**Given passage**
┌────────

Dynamic Image Analysis (DIA) has become a widely used method for the routine analysis of the size and shape of particles within numerous industries. This article will explain how DIA successfully replaces traditional sieve analysis techniques to produce results that are extremely close to the product specifications that have originally derived from sieve techniques. Industry users that utilize DIA benefit from a reduced workload, higher sample throughput and more detailed measurement results.
While still a standard and cost-efficient method for the routine determination of particle size distributions of both powders and granulates, sieve analysis can also be prone to error and subject to various inaccuracies. For example, the time that is required to complete a single analysis may add up to 15 -30 minutes of work involving weighing, sieving process and cleaning.
The information obtained by this method is limited, as the number of data points is directly related to the number of test sieves that are available. In contrast, DIA delivers high-resolution measurement results within 2 - 3 minutes , and simultaneously provides information on the particle shape.
When comparing these two analysis techniques, some systematic differences can be observed in the results that are generated. These are discussed in the following paragraphs by comparing the results generated by DIA and sieve analysis in various application examples for different materials and particle shapes. Possible solutions on how to overcome these deviations and establish a robust and reliable correlation of DIA and sieve data will also be discussed in this article.
Measurement Principles of DIA and Sieve Analysis
The measurement principle of dynamic image analysis involves the use of both a strong LED light source that illuminates a flow of particles and a camera system that captures images of the particles in the form of shadow projections. These images are then transferred to a PC that is equipped with a powerful evaluation software which processes the data to generate the various size and shape distributions.
Figure 1. Two high-end DIA particle analyzers: CAMSIZER P4 (left) and CAMSIZER X2 (right) from Microtrac MRB. The P4 model is suitable for fast analysis of pourable bulk solids in a size range from 20 μm to 30 mm. The X2 model is optimized for fine powders in a size range from 0.8 μm to 8 mm.
Figure 2. Example images from CAMSIZER measurements: activated carbon (left), sugar crystals (middle), and expandable polystyrene beads (right).
Figure 1 shows two of Microtrac MRB’s state-of-the-art image analyzers, CAMSIZER P4 and CAMSIZER X2, both of which are capable of recording and evaluating 60 or 320 images per second, respectively. The results generated by these analyzers are based on the size and shape data acquired from hundreds of thousands, or even millions of individual particles, depending on the particle size and sample quantity..

└────────

**Given information**

┌────────

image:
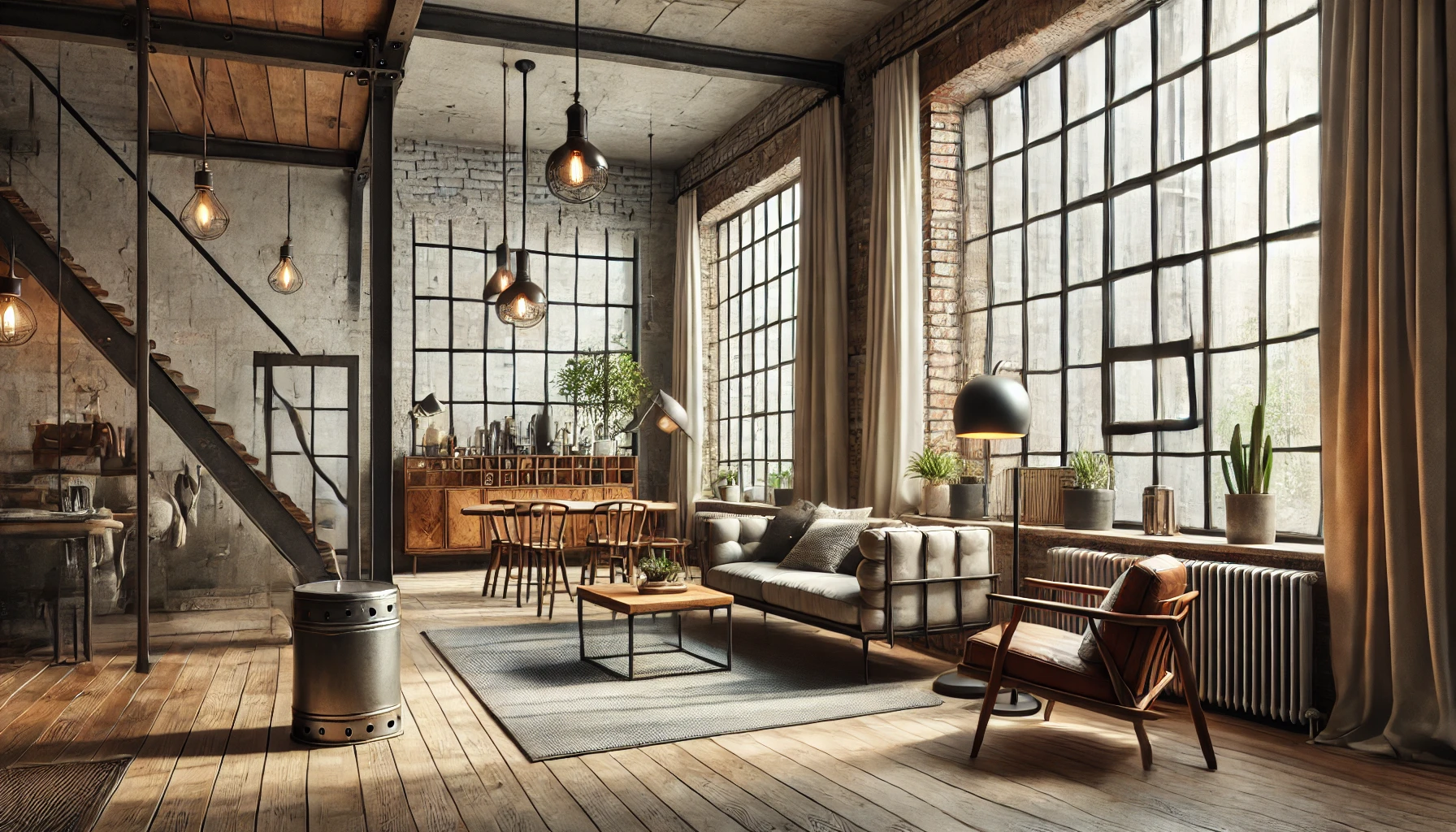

└────────

**Request**
Carry on the article about dynamic image analysis and sieve analysis from the point where it stops. The data after the article is separate material and unrelated to it.

**Final answer**
An unambiguous definition of particle size only exists for spherical particles, whereas the particle size for all other particle shapes may be derived from different physical dimensions.
Figure 2 shows the different size definitions that are used for the 2D projection of an angular particle: width (xc min, smallest chord); length (xFe max, maximum length); equal area diameter (xarea). Which definition is used will determine what type of results are achieved. While each particle distribution is correct, they will all provide information on different sample properties.
For example, users who want to correlate image analysis with sieving results will use the size definition xc min, since the particles will preferentially pass through a sieve mesh with their smallest projection area that corresponds to the width of the particle, as demonstrated in Figure 2.
Figure 3. Size definitions used in dynamic image analysis. The parameter xc min (particle width) provides best correlation with sieve results.
DIA and Sieve Analysis of Spherical Particles
Spherical particles are the easiest example that can be used to compare the different sizing techniques, as there is only one possible particle diameter, regardless of the orientation, so any notable deviations are unlikely.
Some examples of relatively round particles include pellets that are formed during granulation and coating processes, glass beads, EPS particles and certain metal powders. As shown in Figure 3, the measurement example presents a divergence between the CAMSIZER result, (size definition xc min) , and the sieve analysis results which seems to be finer.
Each analytical test sieve is manufactured and inspected according to the standard ISO 3310-1, which defines how much the real apertures of a test sieve are allowed to deviate from the nominal aperture sizeThe mean aperture size and standard deviation are examined individually for both directions, which are referred to as the warp and weft of the wire mesh, as well as the maximum allowed opening.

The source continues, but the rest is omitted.